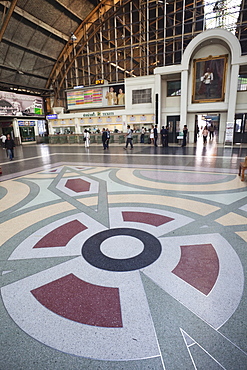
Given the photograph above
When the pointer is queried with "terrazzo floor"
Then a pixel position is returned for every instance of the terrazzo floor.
(123, 260)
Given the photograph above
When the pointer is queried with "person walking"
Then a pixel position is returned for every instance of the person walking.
(211, 131)
(108, 138)
(155, 135)
(86, 138)
(185, 132)
(142, 135)
(152, 135)
(129, 138)
(9, 145)
(205, 134)
(3, 138)
(104, 138)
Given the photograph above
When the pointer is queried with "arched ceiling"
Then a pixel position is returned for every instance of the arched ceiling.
(33, 34)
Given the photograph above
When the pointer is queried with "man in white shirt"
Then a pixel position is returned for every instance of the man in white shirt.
(3, 138)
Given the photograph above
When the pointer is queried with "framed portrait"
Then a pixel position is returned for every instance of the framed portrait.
(209, 79)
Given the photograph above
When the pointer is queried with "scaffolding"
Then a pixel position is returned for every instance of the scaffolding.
(122, 39)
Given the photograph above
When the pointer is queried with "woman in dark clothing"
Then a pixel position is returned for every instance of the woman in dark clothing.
(185, 132)
(9, 145)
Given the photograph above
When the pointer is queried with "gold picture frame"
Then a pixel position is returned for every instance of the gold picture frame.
(209, 75)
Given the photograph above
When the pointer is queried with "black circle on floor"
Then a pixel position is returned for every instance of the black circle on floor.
(93, 255)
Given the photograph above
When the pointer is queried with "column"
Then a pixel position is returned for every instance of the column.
(184, 98)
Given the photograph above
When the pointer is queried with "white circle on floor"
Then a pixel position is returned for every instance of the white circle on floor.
(121, 247)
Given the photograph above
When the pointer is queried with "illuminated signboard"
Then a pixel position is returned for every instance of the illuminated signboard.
(12, 104)
(104, 96)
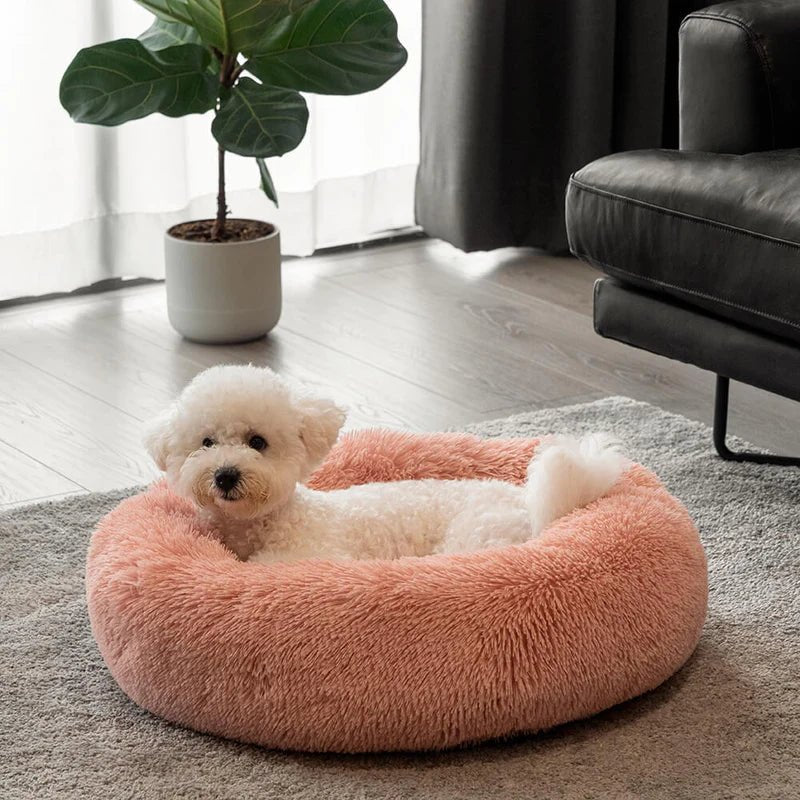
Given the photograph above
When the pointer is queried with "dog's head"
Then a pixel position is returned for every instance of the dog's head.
(239, 439)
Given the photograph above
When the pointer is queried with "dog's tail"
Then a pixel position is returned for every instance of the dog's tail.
(568, 473)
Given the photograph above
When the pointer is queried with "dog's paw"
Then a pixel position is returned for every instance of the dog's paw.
(568, 473)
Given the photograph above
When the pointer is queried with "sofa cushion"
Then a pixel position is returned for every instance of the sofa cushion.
(720, 232)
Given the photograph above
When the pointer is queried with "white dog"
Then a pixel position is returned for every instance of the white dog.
(240, 441)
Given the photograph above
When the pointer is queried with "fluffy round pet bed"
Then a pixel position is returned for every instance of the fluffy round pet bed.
(418, 653)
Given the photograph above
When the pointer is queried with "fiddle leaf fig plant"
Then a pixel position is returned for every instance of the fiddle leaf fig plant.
(245, 60)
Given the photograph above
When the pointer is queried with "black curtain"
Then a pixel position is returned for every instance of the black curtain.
(518, 94)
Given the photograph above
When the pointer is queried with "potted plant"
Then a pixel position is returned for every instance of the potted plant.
(247, 62)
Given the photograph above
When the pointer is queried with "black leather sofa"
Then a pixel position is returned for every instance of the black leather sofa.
(701, 246)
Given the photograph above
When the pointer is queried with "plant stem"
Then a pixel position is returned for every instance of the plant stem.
(227, 77)
(218, 231)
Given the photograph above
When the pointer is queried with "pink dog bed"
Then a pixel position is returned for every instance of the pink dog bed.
(419, 653)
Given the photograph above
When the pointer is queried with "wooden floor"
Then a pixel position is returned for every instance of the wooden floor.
(412, 335)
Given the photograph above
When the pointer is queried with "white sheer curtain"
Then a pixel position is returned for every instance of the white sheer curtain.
(79, 204)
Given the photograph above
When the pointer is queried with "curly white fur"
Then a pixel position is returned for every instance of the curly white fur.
(268, 515)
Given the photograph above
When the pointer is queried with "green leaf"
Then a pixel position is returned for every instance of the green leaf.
(331, 47)
(169, 10)
(260, 121)
(162, 34)
(234, 26)
(111, 83)
(267, 186)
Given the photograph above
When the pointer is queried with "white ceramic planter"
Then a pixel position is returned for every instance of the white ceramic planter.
(223, 292)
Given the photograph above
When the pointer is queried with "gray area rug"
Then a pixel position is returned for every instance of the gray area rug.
(726, 726)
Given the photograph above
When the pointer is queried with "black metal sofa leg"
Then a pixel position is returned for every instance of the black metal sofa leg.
(721, 431)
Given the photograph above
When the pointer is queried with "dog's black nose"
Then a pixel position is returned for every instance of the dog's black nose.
(226, 478)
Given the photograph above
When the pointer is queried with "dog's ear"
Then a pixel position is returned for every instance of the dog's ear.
(321, 422)
(156, 437)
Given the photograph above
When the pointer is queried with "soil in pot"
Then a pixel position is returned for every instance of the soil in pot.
(236, 230)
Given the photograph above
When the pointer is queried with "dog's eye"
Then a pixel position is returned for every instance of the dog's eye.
(258, 443)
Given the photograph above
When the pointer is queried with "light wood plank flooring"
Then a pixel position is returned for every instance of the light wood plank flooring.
(413, 334)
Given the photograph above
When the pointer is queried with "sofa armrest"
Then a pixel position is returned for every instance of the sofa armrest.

§

§ PROBLEM DESCRIPTION
Nothing in the entries should change as you copy them, except that the pictures are left out.

§ RESULT FOR THIS EXERCISE
Given the photograph above
When the pointer is queried with "terrazzo floor"
Then a pixel position is returned for every instance of the terrazzo floor.
(123, 260)
Given the photograph above
When the pointer is queried with "person walking"
Then a pixel position is returned for every instance of the person walking.
(211, 131)
(108, 138)
(155, 135)
(86, 138)
(185, 132)
(142, 135)
(152, 135)
(129, 138)
(9, 145)
(205, 134)
(3, 138)
(104, 138)
Given the photograph above
When the pointer is queried with "arched ceiling"
Then a pixel position is returned for every instance of the arched ceiling.
(33, 34)
Given the photograph above
When the pointer is queried with "man in white shirt"
Then a pixel position is returned for every instance of the man in white shirt.
(3, 138)
Given the photograph above
When the pointer is queried with "framed portrait"
Then a pixel position is returned for every instance of the framed portrait.
(209, 79)
Given the photograph above
When the pointer is queried with "scaffolding"
Then a pixel position is returned for every instance of the scaffolding.
(122, 39)
Given the photograph above
When the pointer is queried with "woman in dark clothing"
Then a pixel position is returned for every instance of the woman in dark clothing.
(185, 132)
(9, 145)
Given the photograph above
When the pointer is queried with "gold picture frame"
Then a pixel position is returned for every instance of the gold picture frame.
(209, 75)
Given the photograph above
When the pointer is queried with "black circle on floor"
Then a pixel position is returned for every instance of the black circle on floor.
(93, 255)
Given the photograph above
When the pointer is queried with "column"
Then a pixel position is returned for every instance of the column.
(184, 98)
Given the photograph above
When the pointer is queried with "white circle on floor"
Then a pixel position is returned for every instance of the white circle on floor.
(121, 247)
Given the photograph above
When the pointer is queried with "illuminated signboard"
Then a pixel position is returned for every instance of the illuminated signboard.
(12, 104)
(104, 96)
Given the photograph above
When the pointer is queried with "dog's head"
Then a pixel position is returned for every instance of the dog's head.
(239, 439)
Given the photograph above
When the pointer is queried with "dog's tail"
Then a pixel position is returned for every instance of the dog's tail.
(568, 473)
Given the photograph above
When the pointer is queried with "dog's paw"
Then a pixel position is returned for every instance of the dog's paw.
(568, 473)
Given the photograph above
When the pointer is queried with "sofa cushion"
Then a pixel position is returned for every instance of the sofa cushion.
(720, 232)
Given the photograph above
When the pointer is queried with "white dog"
Then a pixel position is returned for every instance of the white dog.
(240, 441)
Given the photograph above
When the pointer is queried with "fluffy round pet bed"
Then a pixel position is returned for every instance of the fluffy round pet bed.
(418, 653)
Given the photograph above
When the pointer is queried with "fiddle leaf fig plant"
Then a pixel position is returned for every instance of the fiddle leaf fig plant.
(245, 60)
Given the photograph above
When the pointer is queried with "black curtain"
Then a pixel position is returned for every instance of the black curtain.
(518, 94)
Given the photograph above
When the pointer is queried with "potted plant"
Then a pixel position is returned for every instance of the potted plant.
(247, 62)
Given the photograph above
When the pointer is queried with "black leather sofa"
Then a pixel position is returned for every instance of the black leather sofa.
(701, 246)
Given the photograph above
When the pointer is queried with "plant stem"
Then a pixel position is returned for every instance of the plant stem.
(227, 77)
(218, 231)
Given the photograph above
When the pointer is queried with "pink dog bed"
Then a pixel position is returned for every instance of the pink dog bed.
(419, 653)
Given the photograph above
When the pointer is queried with "wooden floor"
Then a pixel position is returned for every instance of the wooden floor.
(412, 335)
Given the photograph above
When the pointer is queried with "white sheer curtain"
Then a pixel position is returned for every instance of the white sheer curtain.
(79, 204)
Given the photograph above
When the pointer is queried with "curly white fur"
Then a pixel position is returned for every instance of the curly white fur.
(268, 515)
Given the photograph above
When the pointer is queried with "green leaf"
Then a pixel position is returned for every instance of the green leaf.
(331, 47)
(169, 10)
(260, 121)
(162, 34)
(234, 26)
(111, 83)
(267, 186)
Given the photograph above
When the pointer is queried with "white ceramic planter"
Then a pixel position is returned for every instance of the white ceramic planter.
(223, 292)
Given the photograph above
When the pointer is queried with "gray area rug"
Then a pixel position is returned for every instance of the gray area rug.
(726, 726)
Given the photograph above
When the pointer is queried with "black metal sofa leg"
Then a pixel position is returned for every instance of the black metal sofa leg.
(721, 431)
Given the photograph above
When the pointer is queried with "dog's black nose"
Then a pixel position is returned for every instance of the dog's black nose.
(226, 478)
Given the photograph above
When the pointer is queried with "dog's ear"
Then a pixel position is returned for every instance of the dog's ear.
(321, 422)
(156, 437)
Given the photograph above
When the pointer is queried with "soil in pot"
Then a pixel position is returned for every instance of the soil in pot.
(236, 230)
Given the photograph above
When the pointer is queried with "dog's eye"
Then a pixel position is returned for every instance of the dog's eye.
(258, 443)
Given the photograph above
When the pointer is queried with "light wood plank flooring"
Then a pixel position is returned for every instance of the light wood plank flooring.
(413, 334)
Given the photograph above
When the pointer is queried with "sofa armrest"
Then a pixel position is returned for every instance of the sofa armrest.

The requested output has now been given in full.